**EXERCISE REQUIREMENTS:** Copy out the stretch of the records from the very start through the line containing "0, 376, 102, 427", both ends included, and leave the pictures out of your answer.
· · · ·
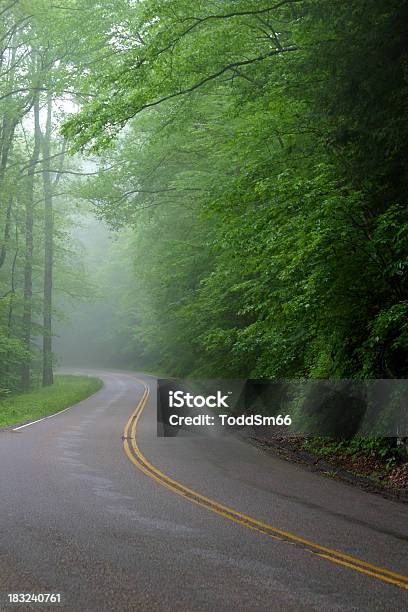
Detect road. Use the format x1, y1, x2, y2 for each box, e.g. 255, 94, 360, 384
0, 372, 408, 612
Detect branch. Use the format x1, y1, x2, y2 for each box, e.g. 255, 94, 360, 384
125, 46, 298, 121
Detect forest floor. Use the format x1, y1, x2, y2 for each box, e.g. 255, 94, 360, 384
251, 436, 408, 502
0, 375, 103, 428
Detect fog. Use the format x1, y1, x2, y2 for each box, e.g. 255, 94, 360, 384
54, 214, 139, 368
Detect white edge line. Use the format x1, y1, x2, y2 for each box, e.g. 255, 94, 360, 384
13, 404, 76, 431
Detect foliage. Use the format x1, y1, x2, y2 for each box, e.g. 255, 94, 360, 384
64, 0, 408, 378
0, 376, 102, 427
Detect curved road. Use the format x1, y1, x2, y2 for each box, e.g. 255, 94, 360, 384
0, 372, 408, 612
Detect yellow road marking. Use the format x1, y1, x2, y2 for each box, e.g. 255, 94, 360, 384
123, 379, 408, 590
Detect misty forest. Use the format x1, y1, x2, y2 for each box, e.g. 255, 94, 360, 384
0, 0, 408, 402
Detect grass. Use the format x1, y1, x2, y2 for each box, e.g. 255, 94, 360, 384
0, 375, 103, 427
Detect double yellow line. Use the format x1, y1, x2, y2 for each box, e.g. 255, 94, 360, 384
123, 380, 408, 590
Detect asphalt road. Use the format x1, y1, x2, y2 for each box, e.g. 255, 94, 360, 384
0, 372, 408, 612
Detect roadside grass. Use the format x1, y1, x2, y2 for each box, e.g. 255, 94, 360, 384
0, 375, 103, 427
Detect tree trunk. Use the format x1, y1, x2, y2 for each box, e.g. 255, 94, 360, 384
21, 91, 41, 391
42, 96, 54, 387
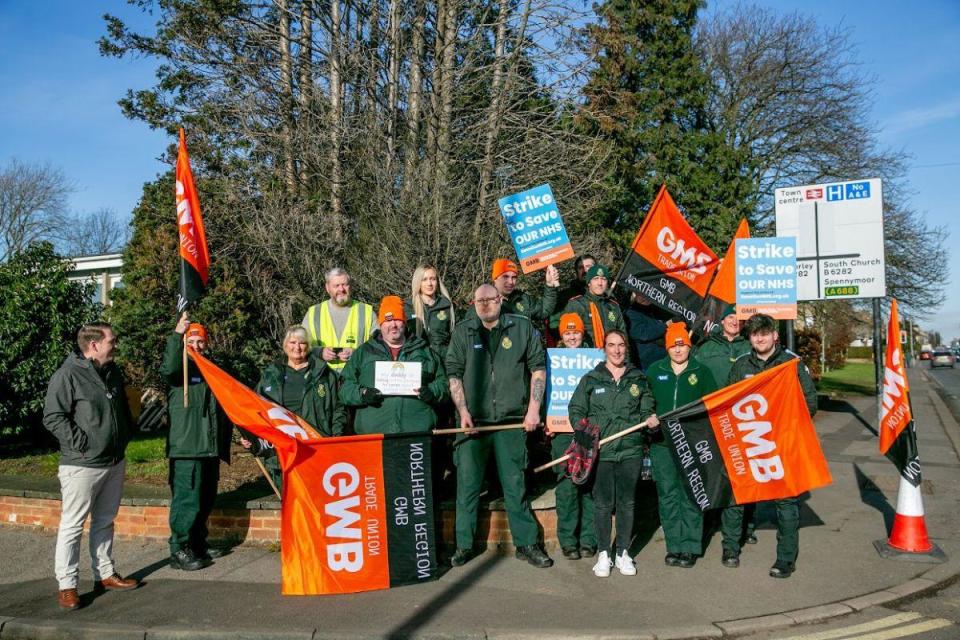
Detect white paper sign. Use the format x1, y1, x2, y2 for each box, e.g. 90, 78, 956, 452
374, 360, 423, 396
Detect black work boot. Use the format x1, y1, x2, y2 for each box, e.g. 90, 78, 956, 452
517, 544, 553, 569
170, 547, 213, 571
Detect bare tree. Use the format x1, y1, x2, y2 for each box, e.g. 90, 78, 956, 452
0, 158, 73, 262
57, 209, 130, 256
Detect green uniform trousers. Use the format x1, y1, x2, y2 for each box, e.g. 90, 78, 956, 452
168, 458, 220, 553
720, 498, 800, 562
550, 433, 597, 548
650, 443, 703, 556
260, 451, 283, 496
453, 429, 540, 549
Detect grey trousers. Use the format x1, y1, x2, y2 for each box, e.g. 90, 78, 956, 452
54, 460, 127, 589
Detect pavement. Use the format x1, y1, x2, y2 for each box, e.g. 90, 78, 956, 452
0, 369, 960, 640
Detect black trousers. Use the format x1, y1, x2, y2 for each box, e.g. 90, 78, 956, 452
593, 457, 643, 555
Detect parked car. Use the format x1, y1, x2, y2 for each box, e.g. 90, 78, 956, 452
930, 349, 957, 369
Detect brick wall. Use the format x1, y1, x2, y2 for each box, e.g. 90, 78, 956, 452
0, 496, 557, 550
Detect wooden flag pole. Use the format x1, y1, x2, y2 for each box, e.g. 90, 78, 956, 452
183, 342, 190, 407
533, 421, 647, 473
253, 456, 283, 500
433, 424, 523, 436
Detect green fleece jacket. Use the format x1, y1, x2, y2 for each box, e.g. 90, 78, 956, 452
692, 331, 750, 384
340, 330, 450, 434
403, 296, 454, 361
43, 353, 133, 467
647, 356, 718, 416
447, 313, 547, 425
257, 349, 347, 436
160, 333, 233, 462
567, 362, 653, 462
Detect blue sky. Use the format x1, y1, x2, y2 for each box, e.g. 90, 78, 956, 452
0, 0, 960, 340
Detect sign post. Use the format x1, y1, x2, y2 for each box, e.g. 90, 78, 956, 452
497, 184, 573, 273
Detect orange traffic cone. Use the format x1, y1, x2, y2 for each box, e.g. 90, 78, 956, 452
873, 476, 947, 562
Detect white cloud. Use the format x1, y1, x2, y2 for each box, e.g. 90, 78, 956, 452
883, 96, 960, 135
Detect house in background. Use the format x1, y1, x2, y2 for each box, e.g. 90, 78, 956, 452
69, 253, 123, 306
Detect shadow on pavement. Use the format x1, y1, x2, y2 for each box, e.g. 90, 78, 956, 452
818, 396, 879, 436
853, 464, 896, 535
385, 554, 503, 640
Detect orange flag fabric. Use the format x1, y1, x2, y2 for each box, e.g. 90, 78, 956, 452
190, 349, 437, 595
880, 299, 913, 454
617, 185, 718, 326
660, 359, 832, 511
176, 128, 210, 313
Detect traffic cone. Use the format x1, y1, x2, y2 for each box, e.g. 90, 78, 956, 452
873, 476, 947, 562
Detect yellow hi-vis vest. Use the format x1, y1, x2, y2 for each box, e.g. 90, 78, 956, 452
307, 300, 373, 371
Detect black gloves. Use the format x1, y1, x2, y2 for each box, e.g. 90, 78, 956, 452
360, 387, 383, 407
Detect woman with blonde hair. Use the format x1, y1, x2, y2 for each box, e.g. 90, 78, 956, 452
405, 264, 457, 360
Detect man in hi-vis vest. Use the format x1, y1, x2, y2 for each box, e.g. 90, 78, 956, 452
303, 267, 376, 372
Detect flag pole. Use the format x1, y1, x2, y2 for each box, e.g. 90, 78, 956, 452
253, 456, 283, 500
433, 423, 524, 436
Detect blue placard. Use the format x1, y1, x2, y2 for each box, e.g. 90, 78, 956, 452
547, 349, 604, 432
736, 237, 797, 318
497, 184, 573, 273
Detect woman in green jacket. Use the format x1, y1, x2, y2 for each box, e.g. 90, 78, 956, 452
241, 325, 347, 490
404, 265, 457, 362
647, 322, 717, 569
568, 329, 660, 578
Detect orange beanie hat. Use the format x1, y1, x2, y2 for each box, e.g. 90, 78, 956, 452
557, 313, 583, 333
377, 296, 407, 324
490, 258, 520, 280
664, 322, 693, 349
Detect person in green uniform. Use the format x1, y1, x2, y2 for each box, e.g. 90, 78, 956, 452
403, 265, 457, 360
447, 284, 553, 568
721, 313, 817, 578
464, 258, 560, 322
240, 325, 347, 492
340, 296, 448, 435
564, 264, 627, 349
693, 304, 750, 384
546, 313, 597, 560
647, 322, 717, 569
567, 329, 660, 578
161, 313, 232, 571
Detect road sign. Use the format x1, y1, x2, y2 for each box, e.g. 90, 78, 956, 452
775, 179, 887, 300
736, 238, 797, 320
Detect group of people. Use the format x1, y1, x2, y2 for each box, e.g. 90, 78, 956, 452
44, 256, 816, 609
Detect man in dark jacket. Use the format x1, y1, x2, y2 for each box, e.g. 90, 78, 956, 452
447, 284, 553, 568
721, 313, 817, 578
564, 264, 627, 349
160, 313, 232, 571
43, 322, 140, 610
693, 305, 750, 384
340, 296, 449, 435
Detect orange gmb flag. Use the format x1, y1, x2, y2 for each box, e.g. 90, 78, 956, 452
190, 349, 437, 595
660, 359, 832, 511
176, 128, 210, 313
617, 185, 717, 326
880, 299, 913, 454
694, 218, 750, 336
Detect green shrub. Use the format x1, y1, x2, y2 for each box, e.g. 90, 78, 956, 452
0, 242, 101, 443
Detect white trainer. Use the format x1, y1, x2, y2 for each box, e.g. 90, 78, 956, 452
614, 549, 637, 576
593, 551, 613, 578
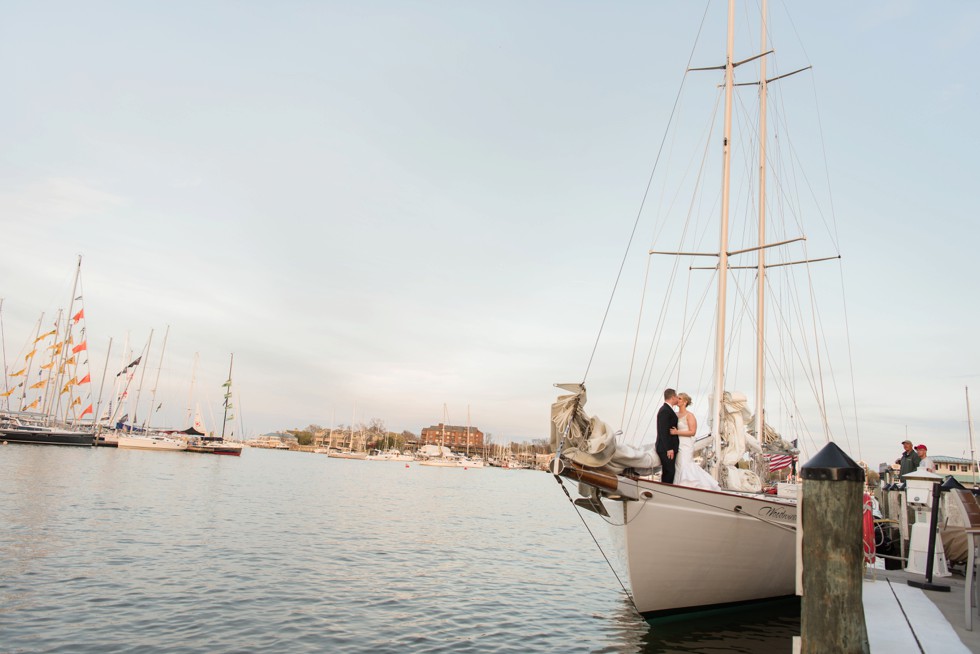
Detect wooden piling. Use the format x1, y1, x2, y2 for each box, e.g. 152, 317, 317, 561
800, 443, 870, 654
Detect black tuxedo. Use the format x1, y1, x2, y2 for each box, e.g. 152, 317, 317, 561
656, 402, 681, 484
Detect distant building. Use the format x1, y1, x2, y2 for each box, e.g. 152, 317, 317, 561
880, 455, 980, 484
929, 456, 980, 484
419, 422, 483, 450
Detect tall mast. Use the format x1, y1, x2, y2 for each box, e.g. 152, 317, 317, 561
0, 297, 10, 411
143, 325, 170, 431
92, 336, 112, 427
966, 386, 977, 488
221, 352, 235, 440
755, 0, 769, 443
126, 329, 153, 431
712, 0, 735, 477
47, 255, 82, 419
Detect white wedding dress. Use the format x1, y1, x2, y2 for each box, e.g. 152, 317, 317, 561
674, 416, 721, 490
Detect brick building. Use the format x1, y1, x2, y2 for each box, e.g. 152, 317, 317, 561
419, 422, 483, 450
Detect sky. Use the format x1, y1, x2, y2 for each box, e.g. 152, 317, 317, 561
0, 0, 980, 466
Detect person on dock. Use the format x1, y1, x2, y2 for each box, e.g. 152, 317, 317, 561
895, 439, 919, 479
915, 443, 936, 472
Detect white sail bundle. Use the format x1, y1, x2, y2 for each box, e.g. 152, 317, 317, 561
551, 384, 660, 475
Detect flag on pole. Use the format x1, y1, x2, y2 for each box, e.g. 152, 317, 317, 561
768, 454, 793, 472
34, 329, 58, 343
116, 355, 143, 377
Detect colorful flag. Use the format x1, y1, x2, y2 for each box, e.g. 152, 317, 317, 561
34, 329, 58, 343
116, 355, 143, 377
769, 454, 793, 472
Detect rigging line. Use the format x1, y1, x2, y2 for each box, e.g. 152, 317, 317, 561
· · · ·
**EXERCISE SOLUTION:**
Detect road. Use the format x1, y1, x2, y2 for each box, e.g. 255, 94, 360, 384
0, 372, 408, 612
Detect branch. Use the format x1, y1, x2, y2 for each box, e.g. 255, 94, 360, 384
125, 46, 298, 121
Detect forest floor. Use the format x1, y1, x2, y2 for each box, e.g. 255, 94, 360, 384
251, 436, 408, 502
0, 375, 103, 428
Detect fog. Use the format x1, y1, x2, y2 for each box, e.g. 255, 94, 360, 384
54, 214, 139, 368
Detect white edge line. Use the format x1, y1, x2, y2 for each box, e.g. 255, 94, 360, 384
13, 404, 76, 431
Detect foliage. Use the format x1, y1, x2, y2 for each box, e.g. 255, 94, 360, 384
64, 0, 408, 378
0, 376, 102, 427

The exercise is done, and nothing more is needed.